* TEXT TO READ
Skip to main content

Sphinx search on Django

Project description

[![Build Status](https://travis-ci.org/jorgecarleitao/django-sphinxql.svg?branch=master)](https://travis-ci.org/jorgecarleitao/django-sphinxql)
[![Coverage Status](https://coveralls.io/repos/jorgecarleitao/django-sphinxql/badge.svg?branch=master&service=github)](https://coveralls.io/github/jorgecarleitao/django-sphinxql?branch=master)

Django-SphinxQL implements [Sphinx search](http://sphinxsearch.com) for
[Django](https://www.djangoproject.com), thanks for checking it out.

Django is a Web framework for building websites with relational databases;
Sphinx is a search engine designed for relational databases.
Django-SphinxQL defines an ORM for using **Sphinx in Django**.
As corollary, it allows you to implement full text search with Sphinx in your
Django website.

Specifically, this API allows you to:

1. Configure Sphinx with Python.
2. Index Django models in Sphinx.
3. Execute Sphinx queries (SphinxQL) using Django-like expressions and have the
results as Django models.

Django-SphinxQL requires:

- Python 3
- pymysql
- Django (>=1.8)
- Sphinx
- A backend (pymysql or psycopg2)

Our build matrix in Travis has 8 builds:

- Python 3.4
- Django 1.8 and 1.10
- Sphinx 2.2.10 and 2.2.11
- mysql and postgres backends

For more details, you can check the directory `tests` and `.travis.yml`.

To run the tests locally, use:

PYTHONPATH=..:$PYTHONPATH django-admin.py test --settings=tests.settings_test tests

The next sections present a minimal setup to use this package. The full documentation
is available [here](http://django-sphinxql.readthedocs.org/en/latest/).

* GIVEN PROBLEM A
List every requirement the project description gives for Django-SphinxQL.
* GIVEN PROBLEM B
Copy the project description from the words "1. Configure Sphinx" to the words "(pymysql or psycopg2)", substituting "mysqlclient" for each "pymysql".
The entries after this point have no connection to the project description.

* RECORDS PROVIDED
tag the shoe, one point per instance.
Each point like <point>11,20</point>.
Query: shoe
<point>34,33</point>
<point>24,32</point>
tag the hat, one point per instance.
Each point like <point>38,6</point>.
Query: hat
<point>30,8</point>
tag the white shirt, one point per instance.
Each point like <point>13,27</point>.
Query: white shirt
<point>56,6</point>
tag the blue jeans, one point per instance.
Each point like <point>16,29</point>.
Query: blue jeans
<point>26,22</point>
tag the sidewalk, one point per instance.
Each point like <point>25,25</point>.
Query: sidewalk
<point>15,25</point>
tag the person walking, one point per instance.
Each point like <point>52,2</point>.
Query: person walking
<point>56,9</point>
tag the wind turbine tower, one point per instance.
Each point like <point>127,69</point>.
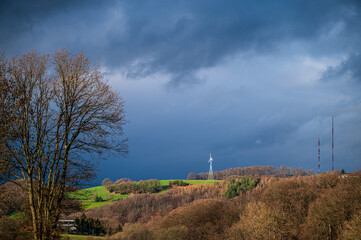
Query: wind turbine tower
<point>210,174</point>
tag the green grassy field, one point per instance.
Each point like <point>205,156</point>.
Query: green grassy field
<point>80,237</point>
<point>87,195</point>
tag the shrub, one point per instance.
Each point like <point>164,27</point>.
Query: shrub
<point>236,186</point>
<point>148,186</point>
<point>106,182</point>
<point>178,183</point>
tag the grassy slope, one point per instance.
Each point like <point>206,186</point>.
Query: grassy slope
<point>80,237</point>
<point>86,195</point>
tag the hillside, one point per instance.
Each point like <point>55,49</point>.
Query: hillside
<point>99,196</point>
<point>324,206</point>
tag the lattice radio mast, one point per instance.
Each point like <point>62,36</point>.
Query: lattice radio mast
<point>319,155</point>
<point>210,174</point>
<point>333,144</point>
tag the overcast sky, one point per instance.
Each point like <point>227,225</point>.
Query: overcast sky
<point>252,82</point>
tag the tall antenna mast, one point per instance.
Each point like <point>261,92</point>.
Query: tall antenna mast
<point>210,174</point>
<point>319,155</point>
<point>333,144</point>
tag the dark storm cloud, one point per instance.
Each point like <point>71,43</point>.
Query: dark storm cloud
<point>179,37</point>
<point>349,69</point>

* OUTPUT A
- Python 3
- pymysql
- Django (>=1.8)
- Sphinx
- A backend (pymysql or psycopg2)

* OUTPUT B
1. Configure Sphinx with Python.
2. Index Django models in Sphinx.
3. Execute Sphinx queries (SphinxQL) using Django-like expressions and have the
results as Django models.

Django-SphinxQL requires:

- Python 3
- mysqlclient
- Django (>=1.8)
- Sphinx
- A backend (mysqlclient or psycopg2)